* _JOB_: Print the lines of the data below exactly, starting at the line that contains "Hello! Your assignment is to find the road" and ending at the last line of the data, with both ends included.

Stored dataset items:

-.-.-

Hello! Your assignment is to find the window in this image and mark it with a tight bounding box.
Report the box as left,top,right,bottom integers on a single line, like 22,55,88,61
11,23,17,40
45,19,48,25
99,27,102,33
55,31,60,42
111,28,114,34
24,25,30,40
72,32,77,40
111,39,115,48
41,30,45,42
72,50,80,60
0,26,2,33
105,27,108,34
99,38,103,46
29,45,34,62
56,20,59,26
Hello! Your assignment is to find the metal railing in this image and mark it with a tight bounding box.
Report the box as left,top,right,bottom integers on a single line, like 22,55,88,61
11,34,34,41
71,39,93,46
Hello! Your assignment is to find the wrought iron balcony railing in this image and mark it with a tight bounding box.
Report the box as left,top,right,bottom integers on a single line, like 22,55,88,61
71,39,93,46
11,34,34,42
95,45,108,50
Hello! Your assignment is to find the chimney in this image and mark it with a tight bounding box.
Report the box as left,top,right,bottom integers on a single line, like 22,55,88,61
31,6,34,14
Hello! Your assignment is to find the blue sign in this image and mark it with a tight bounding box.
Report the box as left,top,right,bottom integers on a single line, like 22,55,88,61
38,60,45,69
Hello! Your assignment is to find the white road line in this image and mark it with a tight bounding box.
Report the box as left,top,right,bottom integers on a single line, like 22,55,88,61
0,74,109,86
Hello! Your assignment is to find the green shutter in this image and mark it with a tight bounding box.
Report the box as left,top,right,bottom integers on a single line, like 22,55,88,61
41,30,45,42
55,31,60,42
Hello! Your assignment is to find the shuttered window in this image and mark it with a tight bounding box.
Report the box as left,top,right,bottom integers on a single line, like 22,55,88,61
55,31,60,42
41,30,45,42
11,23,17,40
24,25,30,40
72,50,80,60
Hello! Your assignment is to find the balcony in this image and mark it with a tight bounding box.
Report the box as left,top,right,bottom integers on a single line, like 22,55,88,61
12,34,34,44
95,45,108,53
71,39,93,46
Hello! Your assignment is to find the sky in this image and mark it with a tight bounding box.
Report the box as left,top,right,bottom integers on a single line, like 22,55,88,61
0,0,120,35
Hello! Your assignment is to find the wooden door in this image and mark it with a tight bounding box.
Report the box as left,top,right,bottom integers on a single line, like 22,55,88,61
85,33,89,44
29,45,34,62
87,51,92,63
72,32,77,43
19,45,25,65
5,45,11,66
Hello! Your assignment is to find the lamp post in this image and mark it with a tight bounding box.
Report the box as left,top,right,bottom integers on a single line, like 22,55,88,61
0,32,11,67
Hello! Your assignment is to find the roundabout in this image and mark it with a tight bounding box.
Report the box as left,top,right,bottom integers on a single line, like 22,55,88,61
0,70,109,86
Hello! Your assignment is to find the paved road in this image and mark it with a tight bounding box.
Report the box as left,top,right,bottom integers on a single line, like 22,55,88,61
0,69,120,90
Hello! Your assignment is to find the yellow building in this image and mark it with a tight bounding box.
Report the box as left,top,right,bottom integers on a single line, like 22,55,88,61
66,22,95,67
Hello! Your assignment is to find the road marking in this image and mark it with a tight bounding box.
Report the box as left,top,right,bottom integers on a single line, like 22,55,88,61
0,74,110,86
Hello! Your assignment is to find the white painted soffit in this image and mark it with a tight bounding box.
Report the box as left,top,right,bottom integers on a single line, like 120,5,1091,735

-.-.-

* _OUTPUT FOR THIS TASK_:
Hello! Your assignment is to find the road marking in this image and mark it with a tight bounding box.
Report the box as left,top,right,bottom integers on a single line, like 22,55,88,61
0,74,110,86
Hello! Your assignment is to find the white painted soffit in this image and mark it with a tight bounding box.
Report the box as left,top,right,bottom integers on a single line, like 120,5,1091,735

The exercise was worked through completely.